▶ _What to produce_
Rewrite every line of the rows below as a Markdown table with the columns No. and Line text, numbering the lines in order and leaving out blank lines.

— START OF Available records —

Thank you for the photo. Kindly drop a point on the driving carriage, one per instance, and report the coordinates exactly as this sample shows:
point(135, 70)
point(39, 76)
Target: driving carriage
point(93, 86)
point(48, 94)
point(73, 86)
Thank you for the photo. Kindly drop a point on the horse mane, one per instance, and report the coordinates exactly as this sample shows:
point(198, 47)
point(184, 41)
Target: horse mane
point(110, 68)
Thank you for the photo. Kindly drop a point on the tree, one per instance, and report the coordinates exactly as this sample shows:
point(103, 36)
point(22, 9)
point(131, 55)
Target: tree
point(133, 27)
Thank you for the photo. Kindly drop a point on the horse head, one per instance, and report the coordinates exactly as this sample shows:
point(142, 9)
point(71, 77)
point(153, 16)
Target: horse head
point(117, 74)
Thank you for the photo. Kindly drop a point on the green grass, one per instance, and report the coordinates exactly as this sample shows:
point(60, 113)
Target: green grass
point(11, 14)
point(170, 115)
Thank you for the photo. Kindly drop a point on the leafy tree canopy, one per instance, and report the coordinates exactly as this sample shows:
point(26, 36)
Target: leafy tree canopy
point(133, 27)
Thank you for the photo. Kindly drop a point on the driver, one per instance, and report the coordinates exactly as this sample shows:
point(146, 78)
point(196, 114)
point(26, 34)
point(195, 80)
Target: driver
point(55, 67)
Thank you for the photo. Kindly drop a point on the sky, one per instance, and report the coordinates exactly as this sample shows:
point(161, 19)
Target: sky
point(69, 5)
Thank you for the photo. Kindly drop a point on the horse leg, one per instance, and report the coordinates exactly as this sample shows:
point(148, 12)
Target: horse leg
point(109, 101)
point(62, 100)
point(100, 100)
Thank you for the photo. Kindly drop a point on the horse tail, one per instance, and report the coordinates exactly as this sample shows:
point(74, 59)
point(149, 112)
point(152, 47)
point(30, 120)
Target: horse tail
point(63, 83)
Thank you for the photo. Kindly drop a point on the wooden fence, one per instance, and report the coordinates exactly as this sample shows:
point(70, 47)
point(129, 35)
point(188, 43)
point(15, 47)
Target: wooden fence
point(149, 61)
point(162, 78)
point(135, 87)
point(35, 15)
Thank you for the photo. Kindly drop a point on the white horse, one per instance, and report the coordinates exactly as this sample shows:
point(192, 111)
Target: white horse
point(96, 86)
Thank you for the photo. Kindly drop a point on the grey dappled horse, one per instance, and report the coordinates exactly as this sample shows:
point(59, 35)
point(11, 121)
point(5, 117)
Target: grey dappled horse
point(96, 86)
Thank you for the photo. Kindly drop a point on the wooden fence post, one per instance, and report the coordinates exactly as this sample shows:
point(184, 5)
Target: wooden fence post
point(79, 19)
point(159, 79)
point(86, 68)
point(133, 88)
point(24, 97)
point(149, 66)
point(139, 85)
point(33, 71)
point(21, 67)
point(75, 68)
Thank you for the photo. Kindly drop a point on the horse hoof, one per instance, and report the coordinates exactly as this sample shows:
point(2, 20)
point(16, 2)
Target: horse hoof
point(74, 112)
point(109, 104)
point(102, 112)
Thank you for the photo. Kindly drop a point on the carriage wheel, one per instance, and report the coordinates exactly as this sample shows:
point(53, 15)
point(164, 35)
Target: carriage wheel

— END OF Available records —

▶ _Written response_
| No. | Line text |
|---|---|
| 1 | Thank you for the photo. Kindly drop a point on the driving carriage, one per instance, and report the coordinates exactly as this sample shows: |
| 2 | point(135, 70) |
| 3 | point(39, 76) |
| 4 | Target: driving carriage |
| 5 | point(93, 86) |
| 6 | point(48, 94) |
| 7 | point(73, 86) |
| 8 | Thank you for the photo. Kindly drop a point on the horse mane, one per instance, and report the coordinates exactly as this sample shows: |
| 9 | point(198, 47) |
| 10 | point(184, 41) |
| 11 | Target: horse mane |
| 12 | point(110, 68) |
| 13 | Thank you for the photo. Kindly drop a point on the tree, one per instance, and report the coordinates exactly as this sample shows: |
| 14 | point(103, 36) |
| 15 | point(22, 9) |
| 16 | point(131, 55) |
| 17 | Target: tree |
| 18 | point(133, 27) |
| 19 | Thank you for the photo. Kindly drop a point on the horse head, one per instance, and report the coordinates exactly as this sample shows: |
| 20 | point(142, 9) |
| 21 | point(71, 77) |
| 22 | point(153, 16) |
| 23 | Target: horse head |
| 24 | point(117, 74) |
| 25 | Thank you for the photo. Kindly drop a point on the green grass, one per instance, and report the coordinates exactly as this sample shows: |
| 26 | point(60, 113) |
| 27 | Target: green grass |
| 28 | point(11, 14) |
| 29 | point(170, 115) |
| 30 | Thank you for the photo. Kindly drop a point on the leafy tree canopy, one per instance, and report the coordinates exactly as this sample shows: |
| 31 | point(26, 36) |
| 32 | Target: leafy tree canopy |
| 33 | point(133, 27) |
| 34 | Thank you for the photo. Kindly drop a point on the driver, one per instance, and report the coordinates exactly as this sample shows: |
| 35 | point(146, 78) |
| 36 | point(196, 114) |
| 37 | point(26, 34) |
| 38 | point(195, 80) |
| 39 | Target: driver |
| 40 | point(55, 67) |
| 41 | Thank you for the photo. Kindly drop a point on the sky, one per instance, and report the coordinates exactly as this sample shows: |
| 42 | point(161, 19) |
| 43 | Target: sky |
| 44 | point(69, 5) |
| 45 | Thank you for the photo. Kindly drop a point on the horse leg, one per instance, and report the coordinates exactly as this sample shows: |
| 46 | point(148, 12) |
| 47 | Target: horse leg |
| 48 | point(109, 101) |
| 49 | point(62, 100) |
| 50 | point(100, 100) |
| 51 | Thank you for the photo. Kindly drop a point on the horse tail, one per instance, and report the coordinates exactly as this sample shows: |
| 52 | point(74, 59) |
| 53 | point(149, 112) |
| 54 | point(152, 47) |
| 55 | point(30, 120) |
| 56 | Target: horse tail |
| 57 | point(63, 83) |
| 58 | Thank you for the photo. Kindly drop a point on the wooden fence, one per instance, and report the coordinates exactly as this sample shows: |
| 59 | point(70, 47) |
| 60 | point(129, 35) |
| 61 | point(188, 43) |
| 62 | point(15, 47) |
| 63 | Target: wooden fence |
| 64 | point(149, 61) |
| 65 | point(162, 78) |
| 66 | point(135, 87) |
| 67 | point(35, 15) |
| 68 | Thank you for the photo. Kindly drop a point on the white horse, one per instance, and report the coordinates exactly as this sample shows: |
| 69 | point(192, 111) |
| 70 | Target: white horse |
| 71 | point(96, 86) |
| 72 | Thank you for the photo. Kindly drop a point on the grey dappled horse, one per instance, and report the coordinates exactly as this sample shows: |
| 73 | point(59, 35) |
| 74 | point(11, 121) |
| 75 | point(5, 117) |
| 76 | Target: grey dappled horse |
| 77 | point(96, 86) |
| 78 | Thank you for the photo. Kindly drop a point on the wooden fence post, one per instance, and report the coordinates exactly as this sample shows: |
| 79 | point(184, 5) |
| 80 | Target: wooden fence post |
| 81 | point(79, 19) |
| 82 | point(159, 79) |
| 83 | point(86, 68) |
| 84 | point(133, 88) |
| 85 | point(24, 97) |
| 86 | point(149, 66) |
| 87 | point(139, 85) |
| 88 | point(33, 71) |
| 89 | point(21, 67) |
| 90 | point(75, 68) |
| 91 | Thank you for the photo. Kindly drop a point on the horse hoof, one per instance, and report the coordinates exactly as this sample shows: |
| 92 | point(2, 20) |
| 93 | point(16, 2) |
| 94 | Target: horse hoof |
| 95 | point(74, 112) |
| 96 | point(109, 104) |
| 97 | point(102, 112) |
| 98 | Thank you for the photo. Kindly drop a point on the carriage wheel, one per instance, and report the coordinates exactly as this sample shows: |
| 99 | point(53, 15) |
| 100 | point(164, 35) |
| 101 | Target: carriage wheel |